#### [INPUT RECORDS]
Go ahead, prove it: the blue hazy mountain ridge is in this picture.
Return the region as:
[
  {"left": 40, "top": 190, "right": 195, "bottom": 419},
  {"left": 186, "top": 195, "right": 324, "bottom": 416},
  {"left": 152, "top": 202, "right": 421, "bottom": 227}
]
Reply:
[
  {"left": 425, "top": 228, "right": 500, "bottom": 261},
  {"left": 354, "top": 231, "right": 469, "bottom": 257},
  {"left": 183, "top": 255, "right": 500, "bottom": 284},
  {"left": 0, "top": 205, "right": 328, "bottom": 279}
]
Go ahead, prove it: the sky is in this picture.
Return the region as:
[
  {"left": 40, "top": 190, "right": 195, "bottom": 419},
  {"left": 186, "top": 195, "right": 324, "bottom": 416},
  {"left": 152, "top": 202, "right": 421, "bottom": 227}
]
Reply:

#### [TASK DIRECTIONS]
Reproduce the lines of the entries above exactly, but only from the line containing "Go ahead, prove it: the sky" through the final line.

#### [ANSWER TO THIS EXERCISE]
Go ahead, prove it: the sky is in this picture.
Return the region as:
[
  {"left": 40, "top": 190, "right": 195, "bottom": 419},
  {"left": 186, "top": 195, "right": 324, "bottom": 416},
  {"left": 152, "top": 202, "right": 421, "bottom": 227}
]
Reply:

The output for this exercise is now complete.